Your goal — Transcribe the records from the line containing "Scouting pass: put a marker on the green foliage" onward, up to and including the final line, exactly and without anything else.

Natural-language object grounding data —
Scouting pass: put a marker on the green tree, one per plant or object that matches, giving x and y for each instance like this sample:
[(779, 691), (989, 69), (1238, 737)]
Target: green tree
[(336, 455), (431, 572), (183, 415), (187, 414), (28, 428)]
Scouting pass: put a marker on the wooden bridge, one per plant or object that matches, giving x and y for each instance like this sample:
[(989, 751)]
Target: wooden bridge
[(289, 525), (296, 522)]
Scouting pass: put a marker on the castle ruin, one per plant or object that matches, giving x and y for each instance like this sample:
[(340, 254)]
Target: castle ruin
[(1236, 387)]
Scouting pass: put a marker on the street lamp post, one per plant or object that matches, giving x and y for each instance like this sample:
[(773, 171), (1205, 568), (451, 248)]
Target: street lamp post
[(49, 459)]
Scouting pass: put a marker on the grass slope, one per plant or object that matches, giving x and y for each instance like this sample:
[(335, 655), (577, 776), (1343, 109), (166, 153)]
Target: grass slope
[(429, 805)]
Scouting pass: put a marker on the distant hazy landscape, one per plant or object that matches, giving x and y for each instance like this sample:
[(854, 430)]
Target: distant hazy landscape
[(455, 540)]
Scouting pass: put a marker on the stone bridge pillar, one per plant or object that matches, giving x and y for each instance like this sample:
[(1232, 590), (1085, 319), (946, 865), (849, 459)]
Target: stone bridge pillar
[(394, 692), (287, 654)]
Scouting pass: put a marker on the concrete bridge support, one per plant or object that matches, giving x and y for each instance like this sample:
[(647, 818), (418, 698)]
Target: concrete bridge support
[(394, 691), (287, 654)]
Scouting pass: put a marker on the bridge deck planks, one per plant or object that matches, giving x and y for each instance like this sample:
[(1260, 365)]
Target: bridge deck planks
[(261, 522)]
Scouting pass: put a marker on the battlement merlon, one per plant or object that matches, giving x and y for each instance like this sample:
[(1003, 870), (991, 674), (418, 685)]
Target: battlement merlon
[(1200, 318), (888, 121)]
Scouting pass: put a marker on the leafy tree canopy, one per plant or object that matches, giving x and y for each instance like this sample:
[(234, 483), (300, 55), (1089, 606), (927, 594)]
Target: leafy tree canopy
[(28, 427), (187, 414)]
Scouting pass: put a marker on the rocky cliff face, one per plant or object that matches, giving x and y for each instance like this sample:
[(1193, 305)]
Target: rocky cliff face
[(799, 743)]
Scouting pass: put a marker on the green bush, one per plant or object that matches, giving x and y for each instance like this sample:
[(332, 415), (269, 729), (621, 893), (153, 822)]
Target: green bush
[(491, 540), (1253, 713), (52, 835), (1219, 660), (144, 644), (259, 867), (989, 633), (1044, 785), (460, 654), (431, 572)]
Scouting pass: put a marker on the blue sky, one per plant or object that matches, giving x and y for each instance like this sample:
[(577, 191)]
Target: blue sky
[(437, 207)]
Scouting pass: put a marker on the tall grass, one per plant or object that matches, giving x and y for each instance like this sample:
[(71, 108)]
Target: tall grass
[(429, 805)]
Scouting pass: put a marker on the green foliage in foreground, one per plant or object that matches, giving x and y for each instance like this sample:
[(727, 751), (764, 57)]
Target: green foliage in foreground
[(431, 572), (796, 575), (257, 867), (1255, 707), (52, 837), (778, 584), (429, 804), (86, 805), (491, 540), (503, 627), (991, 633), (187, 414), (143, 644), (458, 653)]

Result —
Scouting pass: put a marker on the green foliage in foreground, one per plant or object that matches, giving x and y for each instance like this sample:
[(727, 751), (764, 57)]
Target: green foliage in foreground
[(431, 572), (796, 575), (257, 867), (1255, 707), (52, 837), (778, 584), (429, 804), (86, 805), (491, 540), (503, 627), (991, 633), (187, 414), (143, 644), (458, 653)]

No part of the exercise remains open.